Return the data below verbatim, reproducing every line in order and without any changes.

[Start of The records]

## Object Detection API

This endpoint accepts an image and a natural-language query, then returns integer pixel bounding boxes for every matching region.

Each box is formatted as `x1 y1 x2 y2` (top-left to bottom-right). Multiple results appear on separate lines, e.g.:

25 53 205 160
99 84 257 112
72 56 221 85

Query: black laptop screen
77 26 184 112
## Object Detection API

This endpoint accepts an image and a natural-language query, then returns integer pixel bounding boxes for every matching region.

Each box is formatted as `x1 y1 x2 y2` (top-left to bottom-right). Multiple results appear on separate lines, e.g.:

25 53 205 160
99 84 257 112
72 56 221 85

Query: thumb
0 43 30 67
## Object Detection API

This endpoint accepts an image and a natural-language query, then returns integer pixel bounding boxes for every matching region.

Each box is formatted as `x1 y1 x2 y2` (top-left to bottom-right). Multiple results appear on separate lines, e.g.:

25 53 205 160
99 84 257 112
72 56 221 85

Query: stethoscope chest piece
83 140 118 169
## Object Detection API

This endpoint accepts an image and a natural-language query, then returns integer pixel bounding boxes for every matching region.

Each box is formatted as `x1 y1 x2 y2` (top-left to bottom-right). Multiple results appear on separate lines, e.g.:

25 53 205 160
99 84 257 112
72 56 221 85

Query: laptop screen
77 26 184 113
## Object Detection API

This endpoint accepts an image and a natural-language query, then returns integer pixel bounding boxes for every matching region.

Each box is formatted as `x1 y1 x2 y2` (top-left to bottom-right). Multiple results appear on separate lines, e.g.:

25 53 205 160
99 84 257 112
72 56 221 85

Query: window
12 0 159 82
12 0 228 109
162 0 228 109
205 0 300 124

[End of The records]

#### Right answer:
## Object Detection API

This endpoint accepts an image and a natural-language query, then returns integer pixel bounding boxes for every matching region.

Each box is formatted as `x1 y1 x2 y2` (top-left to bottom-right). Multiple results appear on separate lines, e.g.:

25 53 205 160
99 84 257 112
72 56 221 85

Query: black laptop screen
77 26 184 112
## Object Detection API

This endpoint accepts an image and a natural-language query, then returns integer pixel bounding boxes for every matching region.

Each box is formatted as `x1 y1 x2 y2` (top-left to bottom-right). Multiple results appear on separate lines, e.g.:

25 53 205 160
99 84 257 112
72 56 221 85

Query: thumb
0 43 30 67
## Object Detection API

This endpoint accepts an image and a natural-language query, then returns integer pixel bounding boxes for every matching region.

Each box is formatted as `x1 y1 x2 y2` (top-left to bottom-right). Multiple results appear on separate lines, e.g.:

25 53 205 160
99 84 257 112
72 56 221 85

Query: stethoscope chest piece
83 140 118 169
## Object Detection API

This endpoint accepts an image and a natural-language query, then returns integer pixel bounding boxes for every matching region.

Each box is formatted as `x1 y1 x2 y2` (top-left to bottom-right). Multiple results appear on separate lines, e.g.:

25 53 205 160
99 84 257 112
72 56 221 85

Query: laptop screen
77 26 184 113
## Object Detection API

This endpoint accepts an image and a natural-language query, then returns integer pixel bounding boxes for every matching region.

Each box is formatted as `x1 y1 x2 y2` (top-left to bottom-right). Multiple results appear on separate lines, e.g.:

25 53 205 160
99 84 257 112
72 56 221 85

Query: window
12 0 159 82
12 0 228 109
162 0 228 109
205 0 300 124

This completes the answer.